:: SOURCE EXTRACT ::
A regional bank hired an AI agency to build a commercial real estate loan pricing model. The agency's data scientists built an excellent model—strong predictive performance, clean code, well-documented. When the bank submitted the model for internal review before deployment, the model risk management team rejected it. Not because the model was bad, but because the documentation did not meet the bank's SR 11-7 requirements. The model development documentation lacked a conceptual soundness assessment. The validation was performed by the same team that built the model (not independent). There was no ongoing monitoring plan. The limitations section was a single paragraph instead of the detailed analysis the bank's regulators expected. The agency spent eight additional weeks—$95,000 in unbilled work—rewriting documentation, conducting independent validation, and building a monitoring plan. The model itself did not change. Only the governance around it changed. That experience taught the agency a fundamental lesson: in regulated industries, the governance around a model is as important as the model itself.
SR 11-7 is the Federal Reserve's "Guidance on Model Risk Management," issued jointly by the OCC and the Federal Reserve in 2011. Despite being over a decade old, it remains the definitive framework for model risk management in financial services—and its principles apply far beyond banking. Understanding SR 11-7 is essential for any AI agency serving regulated industries, and the framework's concepts are increasingly relevant for AI governance in all sectors.
What SR 11-7 Requires
SR 11-7 defines a model as "a quantitative method, system, or approach that applies statistical, economic, financial, or mathematical theories, techniques, and assumptions to process input data into quantitative estimates." This definition clearly encompasses AI and machine learning models.
The guidance establishes three pillars of model risk management.
Pillar 1: Model Development, Implementation, and Use
Conceptual soundness. The model must be built on a sound theoretical and empirical basis. For AI models, this means:
- The choice of modeling approach must be justified. Why was a gradient boosted tree used instead of a neural network, or vice versa? What are the trade-offs?
- The model's assumptions must be documented and their validity assessed
- The features used must be justified. Why was each feature included? Are there features that were excluded, and why?
- The model's limitations must be documented—what the model cannot do, where it is likely to fail, and what conditions would invalidate its use
Data quality. The data used to develop and run the model must be accurate, complete, and appropriate:
- Data sources must be documented, including their reliability and any known quality issues
- Data preparation and transformation steps must be documented
- Data quality assessments must be performed and documented
- Ongoing data quality monitoring must be in place
Testing. The model must be thoroughly tested before deployment:
- In-sample testing (performance on training data)

:: RECORDS FOR THIS TASK ::
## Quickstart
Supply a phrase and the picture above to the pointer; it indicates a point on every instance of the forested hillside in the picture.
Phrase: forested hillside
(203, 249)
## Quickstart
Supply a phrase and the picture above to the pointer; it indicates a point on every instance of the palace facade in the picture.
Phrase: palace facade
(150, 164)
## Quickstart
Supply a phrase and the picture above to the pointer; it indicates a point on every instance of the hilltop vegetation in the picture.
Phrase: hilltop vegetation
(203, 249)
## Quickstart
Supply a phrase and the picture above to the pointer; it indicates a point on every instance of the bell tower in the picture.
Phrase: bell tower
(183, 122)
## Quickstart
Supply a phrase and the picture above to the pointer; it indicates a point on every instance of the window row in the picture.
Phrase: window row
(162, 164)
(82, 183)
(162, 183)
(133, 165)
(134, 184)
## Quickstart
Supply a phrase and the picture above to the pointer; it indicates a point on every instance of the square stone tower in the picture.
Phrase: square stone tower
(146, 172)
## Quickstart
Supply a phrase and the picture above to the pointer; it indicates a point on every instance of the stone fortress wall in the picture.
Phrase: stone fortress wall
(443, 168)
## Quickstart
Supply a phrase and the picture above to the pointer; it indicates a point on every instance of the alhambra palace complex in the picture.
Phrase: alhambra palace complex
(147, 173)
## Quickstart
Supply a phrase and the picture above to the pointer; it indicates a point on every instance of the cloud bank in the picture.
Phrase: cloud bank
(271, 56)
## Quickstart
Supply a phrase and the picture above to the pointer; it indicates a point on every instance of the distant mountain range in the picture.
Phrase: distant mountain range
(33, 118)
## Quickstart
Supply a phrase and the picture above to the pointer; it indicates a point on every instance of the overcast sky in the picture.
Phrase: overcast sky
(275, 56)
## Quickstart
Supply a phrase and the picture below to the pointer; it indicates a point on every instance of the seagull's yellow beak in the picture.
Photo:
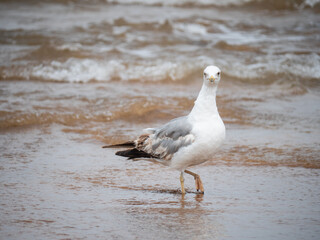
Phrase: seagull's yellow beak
(211, 78)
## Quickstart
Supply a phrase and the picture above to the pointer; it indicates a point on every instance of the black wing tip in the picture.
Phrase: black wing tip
(126, 144)
(134, 153)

:: WHAT IS ASKED ::
1/ Write out the SR 11-7 text, beginning at the words "What SR 11-7" and stopping after "machine learning models.".
2/ Extract every line of the entries that contains the word "wall", matching case.
The SR 11-7 text and the entries are separate, unrelated material.

:: PER-TASK OUTPUTS ::
1/
What SR 11-7 Requires
SR 11-7 defines a model as "a quantitative method, system, or approach that applies statistical, economic, financial, or mathematical theories, techniques, and assumptions to process input data into quantitative estimates." This definition clearly encompasses AI and machine learning models.

2/
Supply a phrase and the picture above to the pointer; it indicates a point on every instance of the stone fortress wall in the picture.
Phrase: stone fortress wall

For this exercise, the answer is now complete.